*** Data records ***

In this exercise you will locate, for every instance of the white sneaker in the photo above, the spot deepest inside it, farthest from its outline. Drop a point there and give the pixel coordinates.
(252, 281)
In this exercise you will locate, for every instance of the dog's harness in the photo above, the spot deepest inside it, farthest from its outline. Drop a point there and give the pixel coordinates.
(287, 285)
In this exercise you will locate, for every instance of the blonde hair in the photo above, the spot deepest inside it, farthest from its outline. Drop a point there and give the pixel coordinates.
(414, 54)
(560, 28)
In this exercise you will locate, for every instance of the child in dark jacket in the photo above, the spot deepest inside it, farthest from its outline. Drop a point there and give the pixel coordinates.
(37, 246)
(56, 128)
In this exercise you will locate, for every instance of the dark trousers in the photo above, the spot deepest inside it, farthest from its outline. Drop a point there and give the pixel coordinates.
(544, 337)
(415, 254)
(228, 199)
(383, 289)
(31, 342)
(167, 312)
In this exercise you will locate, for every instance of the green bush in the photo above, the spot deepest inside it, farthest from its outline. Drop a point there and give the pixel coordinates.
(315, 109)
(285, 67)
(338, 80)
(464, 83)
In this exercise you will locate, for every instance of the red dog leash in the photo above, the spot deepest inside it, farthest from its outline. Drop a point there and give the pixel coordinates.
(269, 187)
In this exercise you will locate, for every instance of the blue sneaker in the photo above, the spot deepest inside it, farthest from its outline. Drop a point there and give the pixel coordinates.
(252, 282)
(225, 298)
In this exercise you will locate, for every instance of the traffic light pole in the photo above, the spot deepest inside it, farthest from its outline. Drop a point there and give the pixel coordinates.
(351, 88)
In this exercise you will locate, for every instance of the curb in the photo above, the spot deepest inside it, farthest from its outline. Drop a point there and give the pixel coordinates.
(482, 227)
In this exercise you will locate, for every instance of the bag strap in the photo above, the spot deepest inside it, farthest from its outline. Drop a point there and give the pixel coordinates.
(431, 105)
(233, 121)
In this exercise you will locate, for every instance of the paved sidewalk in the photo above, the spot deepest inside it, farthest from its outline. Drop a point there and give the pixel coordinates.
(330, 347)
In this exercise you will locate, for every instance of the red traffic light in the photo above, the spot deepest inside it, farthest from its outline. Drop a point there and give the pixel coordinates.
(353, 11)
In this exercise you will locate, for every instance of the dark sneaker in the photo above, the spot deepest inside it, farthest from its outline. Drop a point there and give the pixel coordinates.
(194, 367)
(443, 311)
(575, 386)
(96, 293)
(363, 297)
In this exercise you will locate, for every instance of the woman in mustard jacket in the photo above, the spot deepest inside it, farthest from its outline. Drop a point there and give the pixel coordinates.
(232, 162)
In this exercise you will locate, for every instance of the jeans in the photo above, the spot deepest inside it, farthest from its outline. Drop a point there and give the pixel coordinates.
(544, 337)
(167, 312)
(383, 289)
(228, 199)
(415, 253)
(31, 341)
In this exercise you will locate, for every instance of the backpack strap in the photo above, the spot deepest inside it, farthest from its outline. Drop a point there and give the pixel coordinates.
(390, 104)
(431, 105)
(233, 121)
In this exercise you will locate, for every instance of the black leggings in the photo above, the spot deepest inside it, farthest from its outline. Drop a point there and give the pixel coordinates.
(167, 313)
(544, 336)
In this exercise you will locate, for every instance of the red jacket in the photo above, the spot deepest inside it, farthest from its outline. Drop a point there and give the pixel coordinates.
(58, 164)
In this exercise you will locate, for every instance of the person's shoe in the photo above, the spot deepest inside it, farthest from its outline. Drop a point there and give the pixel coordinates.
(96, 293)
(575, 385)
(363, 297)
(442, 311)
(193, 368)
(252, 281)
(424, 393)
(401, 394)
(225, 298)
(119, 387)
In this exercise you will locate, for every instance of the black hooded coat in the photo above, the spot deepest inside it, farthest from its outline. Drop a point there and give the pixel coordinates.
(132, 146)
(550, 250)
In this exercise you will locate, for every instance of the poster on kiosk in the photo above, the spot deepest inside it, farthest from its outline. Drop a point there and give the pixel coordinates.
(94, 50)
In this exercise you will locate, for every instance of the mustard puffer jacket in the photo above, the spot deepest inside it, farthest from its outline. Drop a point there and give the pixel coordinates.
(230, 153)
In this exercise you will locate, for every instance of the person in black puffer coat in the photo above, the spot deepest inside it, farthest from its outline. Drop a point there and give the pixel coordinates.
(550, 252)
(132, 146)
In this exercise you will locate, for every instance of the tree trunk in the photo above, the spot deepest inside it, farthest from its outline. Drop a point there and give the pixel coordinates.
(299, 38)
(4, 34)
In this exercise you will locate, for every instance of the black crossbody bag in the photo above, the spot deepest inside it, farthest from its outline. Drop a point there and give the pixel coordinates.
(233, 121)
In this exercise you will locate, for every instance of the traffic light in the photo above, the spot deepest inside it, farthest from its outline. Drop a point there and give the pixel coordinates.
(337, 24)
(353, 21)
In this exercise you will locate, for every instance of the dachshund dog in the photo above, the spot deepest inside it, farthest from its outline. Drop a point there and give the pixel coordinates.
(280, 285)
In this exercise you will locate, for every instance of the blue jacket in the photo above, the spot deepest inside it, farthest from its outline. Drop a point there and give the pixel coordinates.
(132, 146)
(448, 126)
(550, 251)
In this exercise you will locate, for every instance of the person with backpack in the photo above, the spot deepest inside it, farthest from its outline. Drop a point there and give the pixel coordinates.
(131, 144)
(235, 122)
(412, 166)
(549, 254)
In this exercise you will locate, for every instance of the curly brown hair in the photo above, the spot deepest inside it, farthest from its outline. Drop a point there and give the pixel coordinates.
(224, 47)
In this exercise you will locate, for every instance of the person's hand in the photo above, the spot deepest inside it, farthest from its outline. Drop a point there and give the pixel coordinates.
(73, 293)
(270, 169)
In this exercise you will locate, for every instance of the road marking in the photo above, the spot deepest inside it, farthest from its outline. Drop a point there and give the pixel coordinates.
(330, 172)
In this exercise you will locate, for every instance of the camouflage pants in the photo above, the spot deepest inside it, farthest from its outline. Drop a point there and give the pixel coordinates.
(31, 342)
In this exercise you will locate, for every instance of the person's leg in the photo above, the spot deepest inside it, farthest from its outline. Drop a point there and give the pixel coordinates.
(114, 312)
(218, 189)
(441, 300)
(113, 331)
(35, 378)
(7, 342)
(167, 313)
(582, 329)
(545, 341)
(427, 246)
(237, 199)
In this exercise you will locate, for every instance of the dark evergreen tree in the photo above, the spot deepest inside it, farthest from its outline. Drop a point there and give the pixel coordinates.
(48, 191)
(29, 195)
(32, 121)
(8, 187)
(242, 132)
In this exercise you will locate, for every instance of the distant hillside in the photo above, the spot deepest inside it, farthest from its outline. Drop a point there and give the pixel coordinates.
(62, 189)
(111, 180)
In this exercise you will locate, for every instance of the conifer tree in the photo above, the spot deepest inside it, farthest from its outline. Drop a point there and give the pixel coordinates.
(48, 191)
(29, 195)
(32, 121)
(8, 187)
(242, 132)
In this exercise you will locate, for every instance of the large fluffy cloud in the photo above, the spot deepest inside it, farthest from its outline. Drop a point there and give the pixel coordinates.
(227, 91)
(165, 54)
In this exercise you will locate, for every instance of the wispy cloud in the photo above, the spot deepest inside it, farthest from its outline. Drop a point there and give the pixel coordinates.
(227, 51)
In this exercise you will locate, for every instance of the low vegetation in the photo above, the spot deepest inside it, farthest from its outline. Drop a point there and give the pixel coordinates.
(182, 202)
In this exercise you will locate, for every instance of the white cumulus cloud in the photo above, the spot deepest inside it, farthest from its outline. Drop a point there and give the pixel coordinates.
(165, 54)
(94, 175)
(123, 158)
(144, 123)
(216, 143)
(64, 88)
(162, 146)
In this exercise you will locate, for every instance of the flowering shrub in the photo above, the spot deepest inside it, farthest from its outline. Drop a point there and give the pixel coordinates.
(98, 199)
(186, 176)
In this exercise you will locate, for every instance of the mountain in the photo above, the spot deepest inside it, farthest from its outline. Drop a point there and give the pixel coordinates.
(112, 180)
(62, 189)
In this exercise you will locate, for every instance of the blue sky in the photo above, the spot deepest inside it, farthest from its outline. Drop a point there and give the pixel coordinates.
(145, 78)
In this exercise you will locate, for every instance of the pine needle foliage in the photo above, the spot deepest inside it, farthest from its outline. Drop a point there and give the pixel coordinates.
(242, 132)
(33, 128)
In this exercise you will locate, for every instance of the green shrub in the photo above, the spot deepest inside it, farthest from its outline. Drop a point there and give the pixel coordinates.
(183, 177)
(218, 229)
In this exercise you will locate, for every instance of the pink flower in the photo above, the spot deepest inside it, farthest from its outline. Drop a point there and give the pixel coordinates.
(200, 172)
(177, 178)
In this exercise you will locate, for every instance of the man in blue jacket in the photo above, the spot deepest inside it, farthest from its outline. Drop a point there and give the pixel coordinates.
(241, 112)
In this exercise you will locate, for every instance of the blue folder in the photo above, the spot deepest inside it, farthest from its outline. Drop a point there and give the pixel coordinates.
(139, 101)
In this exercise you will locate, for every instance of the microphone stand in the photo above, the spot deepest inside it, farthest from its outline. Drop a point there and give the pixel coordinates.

*** End of Data records ***

• **Your assignment**: Your answer must be the lines from the one containing "the blue sky" to the last line of the entries, repeated exactly and with nothing else.

• **The completed task**:
In this exercise you will locate, for every instance of the blue sky in the photo above, the spot deepest inside it, farthest from its outline. Drop a point there and give the pixel coordinates.
(145, 78)
In this exercise you will locate, for every instance of the pine needle foliage in the photo above, the spot deepest inside it, farthest from its outline. Drop a point there and give the pixel coordinates.
(242, 132)
(33, 128)
In this exercise you will locate, for every instance of the green shrub in the photo above, the spot deepest inside it, farthest from its outline. Drop a point there and give the pixel coordinates.
(183, 177)
(218, 229)
In this exercise you will locate, for every instance of the pink flower in the photo above, the spot deepest inside it, farthest from its outline. Drop a point there and give the pixel coordinates.
(200, 172)
(177, 178)
In this exercise you will locate, for every instance of the man in blue jacket in the photo above, the spot deepest inside it, farthest from its outline. Drop a point there and give the pixel coordinates.
(241, 112)
In this exercise you will locate, for every instance of the blue folder in the photo above, the spot deepest inside it, farthest from its outline. Drop a point there and give the pixel coordinates.
(139, 101)
In this exercise you will locate, for every instance of the microphone stand in the photo above, the spot deepest inside it, farthest from its outline. Drop a point there and give the pixel coordinates.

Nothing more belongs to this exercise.